(Source excerpt):
___

Gin Glorious Gin And Pimiento Cheese & Lobster Potato Chips!

http://riverandrailrestaurant.com

I have a new appreciation for gin. Shane Lumpp, Bar Manager, River and Rail Restaurant introduced us to the nuances of gin in his Cocktails 101 Class earlier this month. Here’s some fun facts about gin from class:

The word Gin comes from the word Genever which in Dutch means juniper.  The English shortened it Geneva which lead to the term “Gin”. 

Gin was first produced by the Dutch in Holland where the term “Dutch Courage” comes from.   Dutch mercenaries hired out by the English would consume vast amounts of Gin which made them more aggressive in battle.

I usually prefer vodka in my martinis, but I found Plymouth Gin to be delightful in this River and Rail Martini.  It was made with Plymouth Gin. Plymouth Gin is produced at a single distillery in Plymouth, England at the Blackfriars Distillery. It has somewhat more earthy flavors and typically not as juniper flavor.  (That is probably why I liked it so much. I appreciate the juniper in Gin, but it is a bit “flowery” for my taste.)

___

(Material shown):
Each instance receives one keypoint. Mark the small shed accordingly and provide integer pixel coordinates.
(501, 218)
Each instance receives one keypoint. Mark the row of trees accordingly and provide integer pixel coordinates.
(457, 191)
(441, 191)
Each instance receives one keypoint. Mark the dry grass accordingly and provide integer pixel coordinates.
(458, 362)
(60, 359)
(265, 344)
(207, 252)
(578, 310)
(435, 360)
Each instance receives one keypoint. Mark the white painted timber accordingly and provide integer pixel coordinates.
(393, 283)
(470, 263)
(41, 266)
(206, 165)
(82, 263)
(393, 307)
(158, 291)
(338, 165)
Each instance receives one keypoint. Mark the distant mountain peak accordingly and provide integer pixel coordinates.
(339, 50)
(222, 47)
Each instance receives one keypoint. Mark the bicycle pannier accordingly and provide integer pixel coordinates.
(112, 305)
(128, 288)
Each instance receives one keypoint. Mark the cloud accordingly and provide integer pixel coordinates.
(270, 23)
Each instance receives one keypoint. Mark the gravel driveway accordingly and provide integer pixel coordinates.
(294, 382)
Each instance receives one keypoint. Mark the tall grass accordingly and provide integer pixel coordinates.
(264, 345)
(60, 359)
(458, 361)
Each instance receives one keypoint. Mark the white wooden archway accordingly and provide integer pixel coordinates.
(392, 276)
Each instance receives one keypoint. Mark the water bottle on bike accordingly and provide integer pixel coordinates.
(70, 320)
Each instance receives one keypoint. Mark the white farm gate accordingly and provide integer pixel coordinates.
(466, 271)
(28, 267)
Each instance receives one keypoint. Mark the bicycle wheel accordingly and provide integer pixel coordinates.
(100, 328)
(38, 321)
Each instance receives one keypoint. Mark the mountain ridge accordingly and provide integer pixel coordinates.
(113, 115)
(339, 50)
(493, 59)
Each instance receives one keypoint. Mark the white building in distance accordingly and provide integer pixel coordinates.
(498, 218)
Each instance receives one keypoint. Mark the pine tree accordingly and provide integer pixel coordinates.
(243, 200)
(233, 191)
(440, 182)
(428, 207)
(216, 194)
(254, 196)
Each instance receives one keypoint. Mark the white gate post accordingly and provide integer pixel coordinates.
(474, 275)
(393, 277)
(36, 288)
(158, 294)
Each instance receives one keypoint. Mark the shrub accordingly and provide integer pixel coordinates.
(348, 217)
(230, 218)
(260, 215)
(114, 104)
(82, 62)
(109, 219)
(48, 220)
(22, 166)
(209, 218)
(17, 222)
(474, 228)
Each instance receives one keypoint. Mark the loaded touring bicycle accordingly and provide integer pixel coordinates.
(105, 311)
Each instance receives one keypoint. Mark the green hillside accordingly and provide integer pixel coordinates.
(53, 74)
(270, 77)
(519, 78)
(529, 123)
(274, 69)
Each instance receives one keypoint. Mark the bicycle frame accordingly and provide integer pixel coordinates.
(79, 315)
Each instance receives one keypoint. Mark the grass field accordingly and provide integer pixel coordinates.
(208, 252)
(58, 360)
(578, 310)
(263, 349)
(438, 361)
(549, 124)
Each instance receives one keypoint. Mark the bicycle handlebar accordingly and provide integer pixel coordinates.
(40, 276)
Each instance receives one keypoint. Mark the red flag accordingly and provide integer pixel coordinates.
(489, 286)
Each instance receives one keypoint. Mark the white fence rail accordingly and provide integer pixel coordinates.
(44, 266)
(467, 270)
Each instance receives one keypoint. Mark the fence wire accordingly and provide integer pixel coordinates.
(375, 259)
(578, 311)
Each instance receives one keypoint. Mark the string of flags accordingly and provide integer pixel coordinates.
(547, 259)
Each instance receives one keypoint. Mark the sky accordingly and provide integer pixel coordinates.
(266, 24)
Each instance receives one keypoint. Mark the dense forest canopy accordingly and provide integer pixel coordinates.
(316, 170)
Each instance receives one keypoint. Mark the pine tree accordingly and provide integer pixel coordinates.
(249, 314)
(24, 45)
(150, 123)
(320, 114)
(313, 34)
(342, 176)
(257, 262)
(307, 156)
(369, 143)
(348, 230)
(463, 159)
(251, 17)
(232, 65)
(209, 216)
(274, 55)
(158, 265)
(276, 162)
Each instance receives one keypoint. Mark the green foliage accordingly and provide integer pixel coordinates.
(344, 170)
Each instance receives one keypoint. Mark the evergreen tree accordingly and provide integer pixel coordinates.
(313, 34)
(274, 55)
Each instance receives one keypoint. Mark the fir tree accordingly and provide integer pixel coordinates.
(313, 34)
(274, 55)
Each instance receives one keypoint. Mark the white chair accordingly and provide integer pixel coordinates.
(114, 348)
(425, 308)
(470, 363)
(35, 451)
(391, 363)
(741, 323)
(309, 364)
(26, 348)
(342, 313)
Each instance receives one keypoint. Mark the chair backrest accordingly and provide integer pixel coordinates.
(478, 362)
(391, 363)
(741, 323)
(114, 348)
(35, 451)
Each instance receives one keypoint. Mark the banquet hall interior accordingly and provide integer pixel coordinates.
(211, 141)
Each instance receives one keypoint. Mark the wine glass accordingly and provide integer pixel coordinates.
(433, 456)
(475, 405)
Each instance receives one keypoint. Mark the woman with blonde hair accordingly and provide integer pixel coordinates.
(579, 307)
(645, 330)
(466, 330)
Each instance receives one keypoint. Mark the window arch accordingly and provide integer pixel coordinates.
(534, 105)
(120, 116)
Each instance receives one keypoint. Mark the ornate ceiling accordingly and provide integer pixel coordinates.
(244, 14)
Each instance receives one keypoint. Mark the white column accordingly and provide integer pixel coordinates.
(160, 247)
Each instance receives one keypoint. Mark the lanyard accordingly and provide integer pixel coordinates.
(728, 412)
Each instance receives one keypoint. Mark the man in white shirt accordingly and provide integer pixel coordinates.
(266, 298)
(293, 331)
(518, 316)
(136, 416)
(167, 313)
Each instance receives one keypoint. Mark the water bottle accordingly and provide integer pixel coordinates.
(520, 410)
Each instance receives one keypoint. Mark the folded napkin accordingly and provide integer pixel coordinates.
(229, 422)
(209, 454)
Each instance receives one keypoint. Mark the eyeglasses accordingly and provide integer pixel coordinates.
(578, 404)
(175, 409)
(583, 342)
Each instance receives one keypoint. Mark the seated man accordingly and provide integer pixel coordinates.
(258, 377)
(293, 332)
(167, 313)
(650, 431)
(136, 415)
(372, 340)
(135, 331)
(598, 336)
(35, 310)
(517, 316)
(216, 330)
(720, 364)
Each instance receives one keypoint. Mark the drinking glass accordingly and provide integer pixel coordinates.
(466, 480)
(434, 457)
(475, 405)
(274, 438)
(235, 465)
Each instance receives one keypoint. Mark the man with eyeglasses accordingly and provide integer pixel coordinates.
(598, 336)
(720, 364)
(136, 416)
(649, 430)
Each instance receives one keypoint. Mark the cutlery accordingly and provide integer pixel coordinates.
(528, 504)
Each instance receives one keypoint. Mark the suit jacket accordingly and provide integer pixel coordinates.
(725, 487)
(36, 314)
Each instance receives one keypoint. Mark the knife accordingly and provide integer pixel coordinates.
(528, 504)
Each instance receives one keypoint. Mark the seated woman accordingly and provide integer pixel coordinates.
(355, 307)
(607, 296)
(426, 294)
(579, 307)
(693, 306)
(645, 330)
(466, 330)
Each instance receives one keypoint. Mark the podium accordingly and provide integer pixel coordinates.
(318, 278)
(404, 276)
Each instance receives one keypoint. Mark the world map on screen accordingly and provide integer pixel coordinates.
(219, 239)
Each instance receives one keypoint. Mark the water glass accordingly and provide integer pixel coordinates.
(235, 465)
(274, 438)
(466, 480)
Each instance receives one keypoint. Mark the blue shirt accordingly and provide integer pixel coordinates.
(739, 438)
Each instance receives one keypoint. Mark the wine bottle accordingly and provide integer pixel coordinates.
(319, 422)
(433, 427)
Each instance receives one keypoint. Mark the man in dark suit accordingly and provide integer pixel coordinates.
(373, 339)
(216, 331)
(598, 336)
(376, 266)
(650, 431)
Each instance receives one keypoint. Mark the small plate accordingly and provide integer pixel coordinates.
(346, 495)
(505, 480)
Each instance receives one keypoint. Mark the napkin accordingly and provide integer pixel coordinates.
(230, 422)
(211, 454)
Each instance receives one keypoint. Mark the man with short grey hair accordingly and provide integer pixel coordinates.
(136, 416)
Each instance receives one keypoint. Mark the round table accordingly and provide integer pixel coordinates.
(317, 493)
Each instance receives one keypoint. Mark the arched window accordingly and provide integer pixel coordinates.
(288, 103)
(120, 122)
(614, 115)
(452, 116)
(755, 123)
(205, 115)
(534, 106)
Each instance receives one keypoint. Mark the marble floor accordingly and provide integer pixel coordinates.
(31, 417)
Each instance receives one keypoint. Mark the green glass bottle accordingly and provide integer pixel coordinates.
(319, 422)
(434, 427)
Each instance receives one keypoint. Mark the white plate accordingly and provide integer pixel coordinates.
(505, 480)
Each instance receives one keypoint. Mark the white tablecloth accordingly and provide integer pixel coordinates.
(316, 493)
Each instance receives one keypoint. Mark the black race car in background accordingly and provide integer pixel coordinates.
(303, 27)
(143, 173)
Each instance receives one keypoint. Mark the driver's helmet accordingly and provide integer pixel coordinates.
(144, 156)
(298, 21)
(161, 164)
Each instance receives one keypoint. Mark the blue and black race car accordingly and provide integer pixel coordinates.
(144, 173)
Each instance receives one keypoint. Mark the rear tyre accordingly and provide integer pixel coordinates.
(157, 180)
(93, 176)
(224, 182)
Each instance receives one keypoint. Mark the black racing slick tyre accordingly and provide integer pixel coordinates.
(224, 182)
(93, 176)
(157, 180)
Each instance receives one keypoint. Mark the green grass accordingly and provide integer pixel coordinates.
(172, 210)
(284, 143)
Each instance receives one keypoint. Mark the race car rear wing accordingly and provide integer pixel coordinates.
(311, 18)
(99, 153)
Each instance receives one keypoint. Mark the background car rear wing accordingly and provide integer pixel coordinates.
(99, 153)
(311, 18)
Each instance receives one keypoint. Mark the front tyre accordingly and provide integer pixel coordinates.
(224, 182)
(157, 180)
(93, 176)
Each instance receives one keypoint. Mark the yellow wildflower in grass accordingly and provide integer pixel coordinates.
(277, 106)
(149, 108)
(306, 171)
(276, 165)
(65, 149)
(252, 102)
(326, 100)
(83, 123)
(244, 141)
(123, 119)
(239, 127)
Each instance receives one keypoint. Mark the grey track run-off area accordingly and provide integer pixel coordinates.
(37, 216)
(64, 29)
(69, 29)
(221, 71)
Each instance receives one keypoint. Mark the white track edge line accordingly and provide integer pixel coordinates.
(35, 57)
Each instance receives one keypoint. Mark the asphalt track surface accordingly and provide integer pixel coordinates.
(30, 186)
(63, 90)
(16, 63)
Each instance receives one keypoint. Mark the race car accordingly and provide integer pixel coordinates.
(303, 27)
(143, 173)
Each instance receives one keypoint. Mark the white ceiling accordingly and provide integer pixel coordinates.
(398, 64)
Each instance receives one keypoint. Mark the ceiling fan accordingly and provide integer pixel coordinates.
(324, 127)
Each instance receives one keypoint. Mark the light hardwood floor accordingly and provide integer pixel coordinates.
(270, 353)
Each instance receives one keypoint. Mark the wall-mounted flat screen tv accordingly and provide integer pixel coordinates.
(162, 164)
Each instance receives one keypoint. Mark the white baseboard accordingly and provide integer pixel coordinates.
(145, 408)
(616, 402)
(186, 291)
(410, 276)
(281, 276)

___

(Complete the following):
• A. Answer these questions from the gin post, one per line:
(i) What does the Dutch word Genever mean?
(ii) Which phrase does the post trace to gin being first produced by the Dutch?
(iii) At which distillery is Plymouth Gin produced?
• B. Transcribe the passage of the gin post that opens with the words containing "I have a new" and closes with "aggressive in battle.".

(Written answers):
• A.
(i) Juniper.
(ii) "Dutch Courage."
(iii) The Blackfriars Distillery in Plymouth, England.

• B.
I have a new appreciation for gin. Shane Lumpp, Bar Manager, River and Rail Restaurant introduced us to the nuances of gin in his Cocktails 101 Class earlier this month. Here’s some fun facts about gin from class:

The word Gin comes from the word Genever which in Dutch means juniper.  The English shortened it Geneva which lead to the term “Gin”. 

Gin was first produced by the Dutch in Holland where the term “Dutch Courage” comes from.   Dutch mercenaries hired out by the English would consume vast amounts of Gin which made them more aggressive in battle.